Rewrite the records from their first line through the line holding "x=717, y=390", inclusive, changing "black jeep wrangler" to "silver pickup truck" and keeping everything else the same.

[Location annotation dataset excerpts]

--*--

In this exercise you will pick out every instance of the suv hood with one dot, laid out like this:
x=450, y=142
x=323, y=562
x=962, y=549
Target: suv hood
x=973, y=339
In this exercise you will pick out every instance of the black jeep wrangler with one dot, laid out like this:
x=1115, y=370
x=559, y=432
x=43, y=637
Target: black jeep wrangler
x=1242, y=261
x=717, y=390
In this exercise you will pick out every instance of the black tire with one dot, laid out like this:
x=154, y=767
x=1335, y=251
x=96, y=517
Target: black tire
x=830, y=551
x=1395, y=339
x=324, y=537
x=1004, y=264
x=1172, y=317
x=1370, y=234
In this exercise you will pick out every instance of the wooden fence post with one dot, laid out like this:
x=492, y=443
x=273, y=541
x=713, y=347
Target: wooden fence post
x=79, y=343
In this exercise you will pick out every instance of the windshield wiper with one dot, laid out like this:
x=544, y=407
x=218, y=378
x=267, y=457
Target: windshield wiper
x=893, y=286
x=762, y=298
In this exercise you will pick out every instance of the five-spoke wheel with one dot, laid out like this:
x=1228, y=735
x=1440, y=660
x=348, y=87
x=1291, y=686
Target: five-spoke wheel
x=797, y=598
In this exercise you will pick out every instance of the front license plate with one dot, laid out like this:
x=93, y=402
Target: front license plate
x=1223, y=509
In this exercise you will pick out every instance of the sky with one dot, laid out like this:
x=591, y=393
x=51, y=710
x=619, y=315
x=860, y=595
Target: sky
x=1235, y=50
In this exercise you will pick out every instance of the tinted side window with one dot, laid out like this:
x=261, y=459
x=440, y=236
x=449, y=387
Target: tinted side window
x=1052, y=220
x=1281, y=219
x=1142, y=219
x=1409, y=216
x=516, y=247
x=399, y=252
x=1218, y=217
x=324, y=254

--*--

*SOLUTION TO THE EXERCISE*
In this exercise you will pick out every instance of the suv hood with one dot, laid out like this:
x=450, y=142
x=323, y=562
x=962, y=549
Target: suv hood
x=973, y=339
In this exercise you will pick out every instance of the silver pickup truck with one dot, laid out like this:
x=1115, y=370
x=559, y=432
x=43, y=637
Target: silver pickup truck
x=1242, y=261
x=717, y=390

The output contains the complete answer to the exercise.